== Aim of the task ==
How many lines in the items below contain the string "Target"? Reply with the number alone.

== Extracted entries ==

= = =

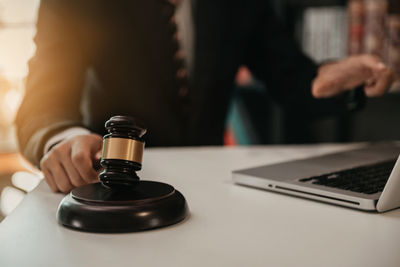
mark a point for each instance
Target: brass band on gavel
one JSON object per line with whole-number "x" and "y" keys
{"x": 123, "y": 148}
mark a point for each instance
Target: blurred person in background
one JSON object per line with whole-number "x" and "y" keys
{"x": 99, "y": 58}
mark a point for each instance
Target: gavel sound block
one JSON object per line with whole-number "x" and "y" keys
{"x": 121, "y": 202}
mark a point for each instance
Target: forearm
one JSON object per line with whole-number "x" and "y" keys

= = =

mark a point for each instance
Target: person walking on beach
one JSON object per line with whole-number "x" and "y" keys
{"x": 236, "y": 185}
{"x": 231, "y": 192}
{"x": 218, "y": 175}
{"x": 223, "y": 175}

= = =

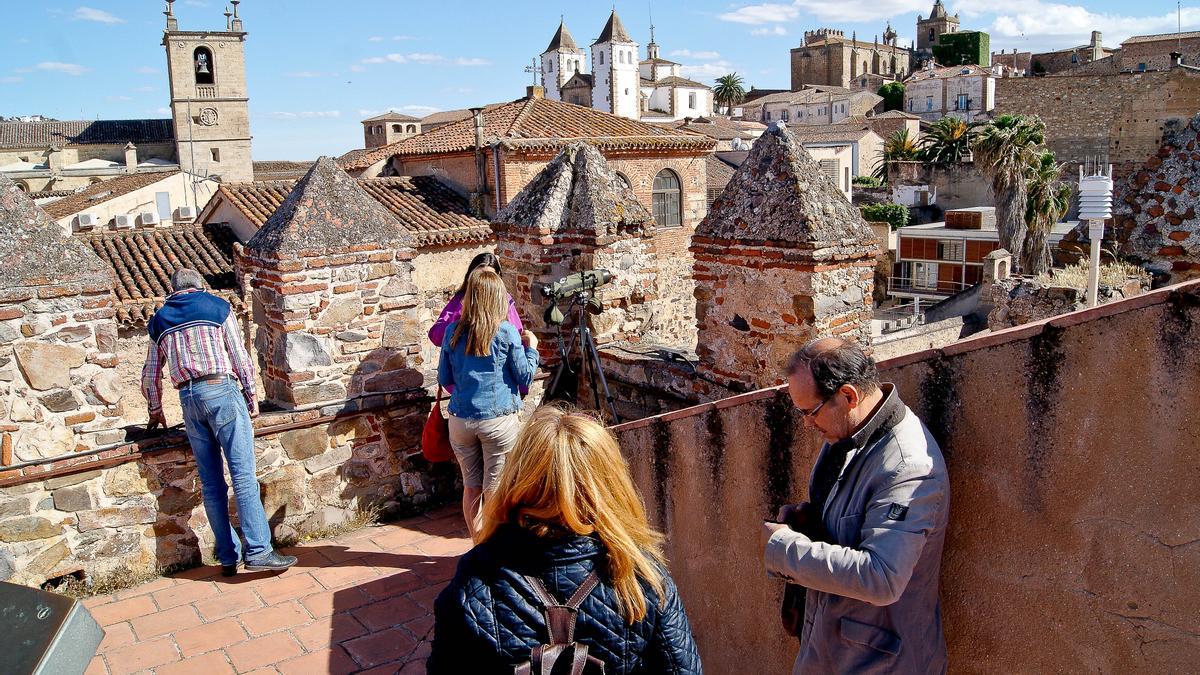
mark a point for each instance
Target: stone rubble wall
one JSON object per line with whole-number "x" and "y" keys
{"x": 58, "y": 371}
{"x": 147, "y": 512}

= = =

== In response ==
6